(Stored items)
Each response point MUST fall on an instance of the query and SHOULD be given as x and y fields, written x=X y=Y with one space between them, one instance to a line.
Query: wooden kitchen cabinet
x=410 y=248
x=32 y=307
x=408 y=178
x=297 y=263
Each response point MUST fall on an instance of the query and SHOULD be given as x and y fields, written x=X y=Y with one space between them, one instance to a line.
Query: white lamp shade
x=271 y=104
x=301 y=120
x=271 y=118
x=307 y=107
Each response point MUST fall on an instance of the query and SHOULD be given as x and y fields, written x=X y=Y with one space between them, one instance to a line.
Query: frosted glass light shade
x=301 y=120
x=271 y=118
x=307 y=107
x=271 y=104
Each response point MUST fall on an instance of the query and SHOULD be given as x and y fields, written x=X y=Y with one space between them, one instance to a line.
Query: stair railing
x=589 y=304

* _The request_: Write out every line of the material again, requests and all, with each coordinate in the answers shifted up by 61.

* _Solution to this problem_:
Each response point MUST fall on an instance of the query and SHOULD be given as x and y fields, written x=X y=Y with one space between them, one instance to a line.
Query: wooden kitchen cabinet
x=471 y=309
x=93 y=368
x=469 y=239
x=358 y=324
Each response point MUST fall on an instance of the query and SHOULD be given as x and y fields, written x=X y=Y with one space between them, one instance to a line.
Query: white lamp shade
x=332 y=165
x=362 y=181
x=332 y=179
x=368 y=168
Each response point MUST fall on an instance of the query and SHOULD be given as x and y fields, written x=X y=Y with one space between them, one instance to a line.
Query: frosted glass light shade
x=362 y=181
x=332 y=179
x=368 y=168
x=332 y=165
Each response point MUST fall on an instance of the query and SHOULD be given as x and y fields, written x=X y=Y with one space between them, one instance to a line.
Query: stair railing
x=650 y=365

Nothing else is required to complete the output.